** PROVIDED ENTRIES follows **
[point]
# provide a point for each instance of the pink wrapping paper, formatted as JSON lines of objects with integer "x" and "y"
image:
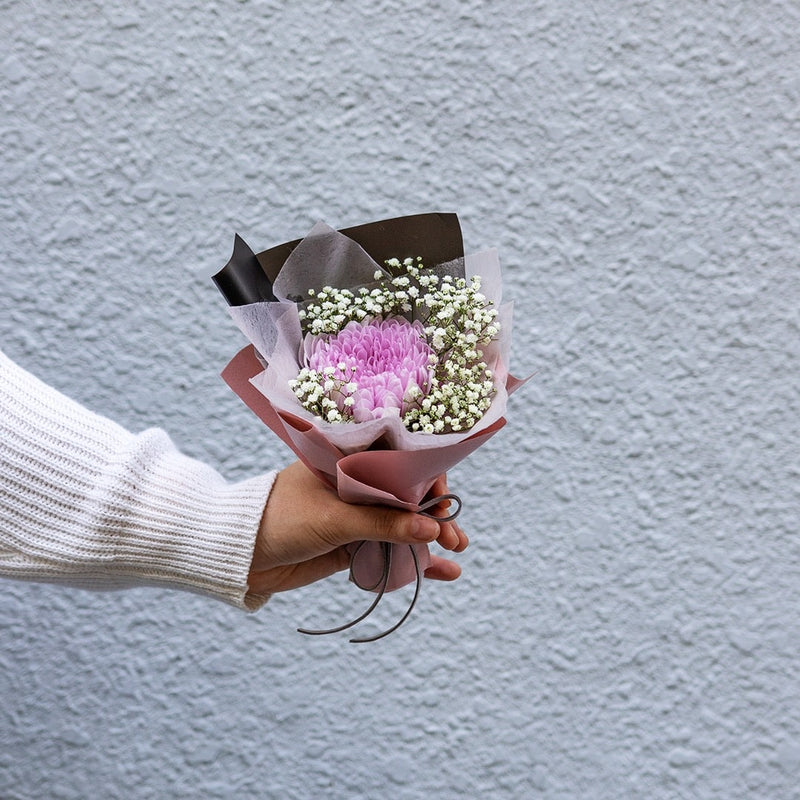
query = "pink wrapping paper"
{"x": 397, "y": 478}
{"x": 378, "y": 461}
** End of PROVIDED ENTRIES **
** PROVIDED ENTRIES follows **
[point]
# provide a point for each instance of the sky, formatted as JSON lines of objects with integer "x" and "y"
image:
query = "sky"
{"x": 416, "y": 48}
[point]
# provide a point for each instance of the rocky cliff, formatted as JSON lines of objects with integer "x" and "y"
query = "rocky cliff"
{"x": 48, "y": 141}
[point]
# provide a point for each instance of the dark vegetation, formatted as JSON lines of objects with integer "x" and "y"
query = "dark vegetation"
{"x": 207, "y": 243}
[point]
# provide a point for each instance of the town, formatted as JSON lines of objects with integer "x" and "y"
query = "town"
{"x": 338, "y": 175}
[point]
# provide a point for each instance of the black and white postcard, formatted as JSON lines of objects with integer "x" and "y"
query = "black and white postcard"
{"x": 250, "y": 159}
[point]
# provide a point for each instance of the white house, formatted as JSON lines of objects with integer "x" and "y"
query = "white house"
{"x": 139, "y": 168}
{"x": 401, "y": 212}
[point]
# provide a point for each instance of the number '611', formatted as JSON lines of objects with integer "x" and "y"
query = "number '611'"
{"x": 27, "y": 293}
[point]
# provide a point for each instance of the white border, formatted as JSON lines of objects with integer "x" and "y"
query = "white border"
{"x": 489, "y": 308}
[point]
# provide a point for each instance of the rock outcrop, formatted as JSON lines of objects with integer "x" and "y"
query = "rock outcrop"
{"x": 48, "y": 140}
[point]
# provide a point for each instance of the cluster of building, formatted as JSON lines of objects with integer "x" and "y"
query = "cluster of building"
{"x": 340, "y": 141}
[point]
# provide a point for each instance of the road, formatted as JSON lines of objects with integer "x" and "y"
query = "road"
** End of PROVIDED ENTRIES **
=== WORK INSTRUCTION ===
What lines of the preceding data include the string "road"? Pull them out.

=== ANSWER TO THE EXERCISE ===
# provide a point for each instance of the road, formatted as JSON lines of objects with integer "x" and "y"
query = "road"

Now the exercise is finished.